*TASK SET*
1. Answer these questions about the forum thread, each on its own line:
(a) In the opening account, what does the OP do last?
(b) In VitaiSlade's version, which game does the OP want to find other furries to play?
(c) On what date did VitaiSlade post?
2. VitaiSlade quotes Ishnuvalok's opening account in the forum thread. List each stage of that account in order, one per line.

People come with a conflicting opinion about the game

OP rages, calls poster a moron and pulls claims out of his ass.

People lol more, challenge OP's claims.

OP bawws, claim everyone is an idiot and they're starting drama, ragequits.


----------



## VitaiSlade (Jan 9, 2010)

Ishnuvalok said:


> People come with a conflicting opinion about the game
> 
> OP rages, calls poster a moron and pulls claims out of his ass.
> 
> ...



OP posts a thread to find other furries that play and enjoy MW2

Idiot poster comes in and posts an unnecessary comment about his view on the game that has NOTHING to do with the original intent of the topic.

OP laughs, calls poster a moron and begins to make fun of the posters lack of intelligence.

People lol more, challenge OP's claims.

OP realizes that he is not going to find any furries for his group (the original intent of the post) and decides to stop humoring the troll of his topic. Calls out furries on their obvious need for drama and leaves.

*SOURCE DATA*
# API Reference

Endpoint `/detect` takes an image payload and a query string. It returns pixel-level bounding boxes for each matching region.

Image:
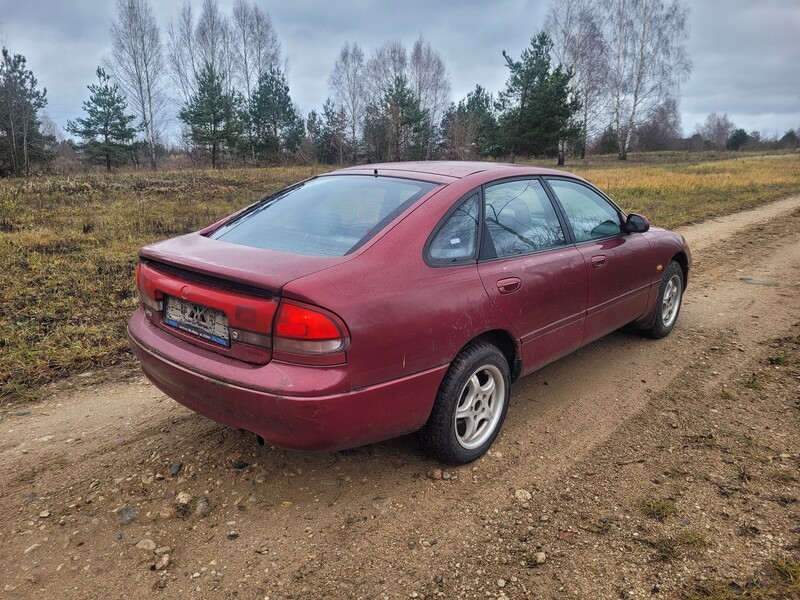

*ANSWERS PROVIDED*
1.
(a) The OP bawws, claims everyone is an idiot and that they're starting drama, and ragequits.
(b) MW2
(c) Jan 9, 2010

2.
People come with a conflicting opinion about the game.
OP rages, calls poster a moron and pulls claims out of his ass.
People lol more and challenge OP's claims.
OP bawws, claims everyone is an idiot and they're starting drama, and ragequits.